#### Requirements
Copy the rows below verbatim, from the line with "Look at the photo above. Which pixel sits on the long" through the final line of the rows.

#### Data entries
•••••

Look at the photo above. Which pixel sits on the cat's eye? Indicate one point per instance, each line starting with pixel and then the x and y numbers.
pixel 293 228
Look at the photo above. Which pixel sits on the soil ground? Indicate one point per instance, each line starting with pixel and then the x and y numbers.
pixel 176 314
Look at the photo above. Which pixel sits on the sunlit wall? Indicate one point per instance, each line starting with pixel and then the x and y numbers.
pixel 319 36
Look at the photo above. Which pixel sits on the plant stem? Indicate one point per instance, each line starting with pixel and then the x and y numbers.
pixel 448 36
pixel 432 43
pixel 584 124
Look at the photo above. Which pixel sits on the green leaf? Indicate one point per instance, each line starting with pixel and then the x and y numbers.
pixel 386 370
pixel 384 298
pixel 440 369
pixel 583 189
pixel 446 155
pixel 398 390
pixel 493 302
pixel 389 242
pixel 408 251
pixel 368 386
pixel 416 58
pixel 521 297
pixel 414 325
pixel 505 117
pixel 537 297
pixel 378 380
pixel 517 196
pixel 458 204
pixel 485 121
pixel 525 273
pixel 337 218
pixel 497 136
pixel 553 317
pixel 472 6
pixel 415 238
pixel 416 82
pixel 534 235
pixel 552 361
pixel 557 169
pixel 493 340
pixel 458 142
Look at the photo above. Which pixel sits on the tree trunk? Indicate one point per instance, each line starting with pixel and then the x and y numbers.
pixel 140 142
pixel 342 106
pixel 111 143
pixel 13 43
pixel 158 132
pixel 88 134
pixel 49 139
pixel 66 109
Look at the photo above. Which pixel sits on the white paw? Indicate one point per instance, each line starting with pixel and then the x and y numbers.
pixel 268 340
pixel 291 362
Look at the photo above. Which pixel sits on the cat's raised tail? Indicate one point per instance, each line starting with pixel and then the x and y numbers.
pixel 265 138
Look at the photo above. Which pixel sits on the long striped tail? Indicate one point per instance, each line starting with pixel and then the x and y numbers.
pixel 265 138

•••••

#### Completed task
Look at the photo above. Which pixel sits on the long striped tail? Indicate one point per instance, each line starting with pixel and then the x and y numbers.
pixel 265 138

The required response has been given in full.